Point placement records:
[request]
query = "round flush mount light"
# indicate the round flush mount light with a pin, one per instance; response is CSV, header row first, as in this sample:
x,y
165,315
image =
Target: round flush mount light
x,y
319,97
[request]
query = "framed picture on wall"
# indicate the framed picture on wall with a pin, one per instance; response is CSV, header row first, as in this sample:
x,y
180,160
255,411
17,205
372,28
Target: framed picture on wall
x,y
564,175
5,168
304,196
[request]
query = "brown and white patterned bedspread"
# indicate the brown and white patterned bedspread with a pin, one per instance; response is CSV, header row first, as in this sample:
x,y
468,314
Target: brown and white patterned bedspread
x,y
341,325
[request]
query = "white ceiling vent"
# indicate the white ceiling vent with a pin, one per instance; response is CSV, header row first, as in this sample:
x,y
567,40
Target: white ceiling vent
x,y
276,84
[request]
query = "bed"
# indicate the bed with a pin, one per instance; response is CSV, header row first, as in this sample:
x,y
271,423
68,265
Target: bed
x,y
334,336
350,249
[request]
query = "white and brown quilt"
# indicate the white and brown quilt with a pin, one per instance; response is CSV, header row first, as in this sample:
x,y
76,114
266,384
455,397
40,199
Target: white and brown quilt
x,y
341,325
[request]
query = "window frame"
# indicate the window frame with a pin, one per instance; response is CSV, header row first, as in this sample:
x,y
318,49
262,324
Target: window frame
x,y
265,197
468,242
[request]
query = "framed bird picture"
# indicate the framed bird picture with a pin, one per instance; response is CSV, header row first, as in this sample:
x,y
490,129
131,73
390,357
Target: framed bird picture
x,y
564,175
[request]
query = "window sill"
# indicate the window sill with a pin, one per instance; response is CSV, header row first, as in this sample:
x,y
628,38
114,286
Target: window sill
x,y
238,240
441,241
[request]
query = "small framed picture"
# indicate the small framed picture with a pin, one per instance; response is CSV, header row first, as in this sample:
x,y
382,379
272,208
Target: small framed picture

* **Work to be completed**
Pull out every line in the lines above that contains the string "quilt", and copy each one.

* **Problem solution**
query = "white and brown quilt"
# indicate the white and brown quilt with a pin, one per instance; response is CSV, header row first, as in this sample:
Target: white and brown quilt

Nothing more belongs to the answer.